Source excerpt:
--

Hi Julien,

This is great to hear. Do you have code or an algorithm sketch for the
conversion? I would like to work on the C++ Parquet to Arrow
vectorized conversion in the next few months. One of the things I
haven't thought through is how to jointly decode leaf nodes that are
part of the same branch (e.g. foo.bar.baz and foo.bar.qux together)
without redundant computation (perhaps this is what you're alluding
too).

Thanks,
Wes

On Sat, Jul 16, 2016 at 9:49 PM, Julien Le Dem <[email protected]> wrote:
> On my end I did a few versions of vectorized conversion from parquet 
> definition levels to arrow offsets.
> Some tricks to avoid branching work well.
> I'll publish something soon.
>
> Julien
>
>> On Jul 15, 2016, at 19:04, Jacques Nadeau <[email protected]> wrote:
>>
>> Hello,
>>
>> I had a great time at the Hackathon. Thanks to Julien for putting this
>> together! Thanks to everyone who joined.
>>
>> There were some good discussions and some exploration work. I started
>> exploring a paradigm for supporting a zero performance impact abstraction
>> approach to on and off heap access currently named slyheap. I'm exploring
>> using sentinel objects and bytecode rewriting to avoid extra indirections
>> for primitive arrays when wanting to swap out to ArrowBuf. I'll be out of
>> of town over the next week but will try to post some progress on this the
>> following week.
>>
>> thanks,
>> Jacques
>>
>>
>>> On Thu, Jul 14, 2016 at 8:45 AM, Julien Le Dem <[email protected]> wrote:
>>>
>>> I'm currently in
>>> - the hangout: https://hangouts.google.com/hangouts/_/dremio.com/parquet
>>> - the irc channel parquet on irc.freenode.net
>>>
>>> On Tue, Jul 12, 2016 at 4:04 PM, Jacques Nadeau <[email protected]>
>>> wrote:
>>>
>>>> 883 N Shoreline Blvd, Suite C100, Mountain View, CA
>>>>
>>>> On Tue, Jul 12, 2016 at 3:16 PM, Parth Chandra <[email protected]>
>>>> wrote:
>>>>
>>>>> Can you post the address? I'll try to join the morning session.

--

Set of tasks:
- a) Answer these questions about the mailing list thread, one answer per line:
(i) What is the current name of the on- and off-heap access approach that Jacques started exploring?
(ii) Which conversion does Wes want to work on in the next few months?
(iii) What street address did Jacques post?
- b) Edit the rows that start at the first row and end at the line containing "431L690 431L690 350L683". In those rows, replace "porch support post" with "porch pillar" and leave everything else unchanged.
The mailing list thread and the rows that follow it are separate material.

Raw data:
--

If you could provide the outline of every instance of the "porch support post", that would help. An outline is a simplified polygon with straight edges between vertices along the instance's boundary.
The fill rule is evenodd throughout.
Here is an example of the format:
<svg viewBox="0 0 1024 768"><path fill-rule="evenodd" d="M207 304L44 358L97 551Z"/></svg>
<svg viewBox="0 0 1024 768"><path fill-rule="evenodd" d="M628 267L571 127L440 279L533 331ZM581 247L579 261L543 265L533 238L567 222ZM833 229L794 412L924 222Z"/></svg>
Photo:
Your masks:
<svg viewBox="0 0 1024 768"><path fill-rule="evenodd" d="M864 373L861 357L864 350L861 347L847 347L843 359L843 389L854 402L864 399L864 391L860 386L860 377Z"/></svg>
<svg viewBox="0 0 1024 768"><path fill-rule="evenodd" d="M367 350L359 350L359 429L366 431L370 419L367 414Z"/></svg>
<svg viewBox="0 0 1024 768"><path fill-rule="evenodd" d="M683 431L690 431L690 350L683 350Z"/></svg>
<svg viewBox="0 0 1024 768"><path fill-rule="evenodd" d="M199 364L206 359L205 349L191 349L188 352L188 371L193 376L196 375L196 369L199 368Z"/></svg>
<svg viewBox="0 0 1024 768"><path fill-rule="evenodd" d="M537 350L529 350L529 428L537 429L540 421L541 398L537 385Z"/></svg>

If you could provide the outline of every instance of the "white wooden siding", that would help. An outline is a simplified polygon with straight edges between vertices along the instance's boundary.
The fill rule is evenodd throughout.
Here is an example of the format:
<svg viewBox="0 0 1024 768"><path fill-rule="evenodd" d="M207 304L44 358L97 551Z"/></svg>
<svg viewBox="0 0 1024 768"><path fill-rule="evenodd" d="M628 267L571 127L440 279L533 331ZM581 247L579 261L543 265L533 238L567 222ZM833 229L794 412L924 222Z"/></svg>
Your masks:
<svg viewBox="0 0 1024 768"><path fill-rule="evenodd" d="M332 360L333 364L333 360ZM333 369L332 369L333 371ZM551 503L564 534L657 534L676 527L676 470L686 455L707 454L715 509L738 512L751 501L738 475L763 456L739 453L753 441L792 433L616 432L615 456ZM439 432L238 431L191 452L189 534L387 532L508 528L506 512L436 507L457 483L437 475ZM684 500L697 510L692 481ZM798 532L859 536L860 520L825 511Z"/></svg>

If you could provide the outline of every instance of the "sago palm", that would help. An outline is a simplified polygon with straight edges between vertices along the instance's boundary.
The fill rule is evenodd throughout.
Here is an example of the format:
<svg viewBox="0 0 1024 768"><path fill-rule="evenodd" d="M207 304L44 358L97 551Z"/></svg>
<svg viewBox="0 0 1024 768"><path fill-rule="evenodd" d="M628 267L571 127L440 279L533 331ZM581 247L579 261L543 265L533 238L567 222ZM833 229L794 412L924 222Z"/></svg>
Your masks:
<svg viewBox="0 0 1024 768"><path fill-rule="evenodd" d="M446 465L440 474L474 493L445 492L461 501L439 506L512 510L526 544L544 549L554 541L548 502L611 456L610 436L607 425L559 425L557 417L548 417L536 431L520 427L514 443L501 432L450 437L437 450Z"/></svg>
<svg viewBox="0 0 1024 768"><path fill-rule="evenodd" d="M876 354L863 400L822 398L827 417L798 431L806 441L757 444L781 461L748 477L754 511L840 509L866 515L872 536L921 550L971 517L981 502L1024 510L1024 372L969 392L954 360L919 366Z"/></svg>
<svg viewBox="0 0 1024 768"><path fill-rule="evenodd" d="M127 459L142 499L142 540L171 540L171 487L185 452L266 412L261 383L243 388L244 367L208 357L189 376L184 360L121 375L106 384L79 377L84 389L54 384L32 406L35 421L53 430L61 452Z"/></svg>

--

Outputs in order:
- a)
(i) slyheap
(ii) The C++ Parquet to Arrow vectorized conversion
(iii) 883 N Shoreline Blvd, Suite C100, Mountain View, CA

- b)
If you could provide the outline of every instance of the "porch pillar", that would help. An outline is a simplified polygon with straight edges between vertices along the instance's boundary.
The fill rule is evenodd throughout.
Here is an example of the format:
<svg viewBox="0 0 1024 768"><path fill-rule="evenodd" d="M207 304L44 358L97 551Z"/></svg>
<svg viewBox="0 0 1024 768"><path fill-rule="evenodd" d="M628 267L571 127L440 279L533 331ZM581 247L579 261L543 265L533 238L567 222ZM833 229L794 412L924 222Z"/></svg>
Photo:
Your masks:
<svg viewBox="0 0 1024 768"><path fill-rule="evenodd" d="M864 373L861 357L864 350L861 347L847 347L843 359L843 389L854 402L864 399L864 391L860 386L860 377Z"/></svg>
<svg viewBox="0 0 1024 768"><path fill-rule="evenodd" d="M367 350L359 350L359 429L366 431L370 419L367 414Z"/></svg>
<svg viewBox="0 0 1024 768"><path fill-rule="evenodd" d="M683 431L690 431L690 350L683 350Z"/></svg>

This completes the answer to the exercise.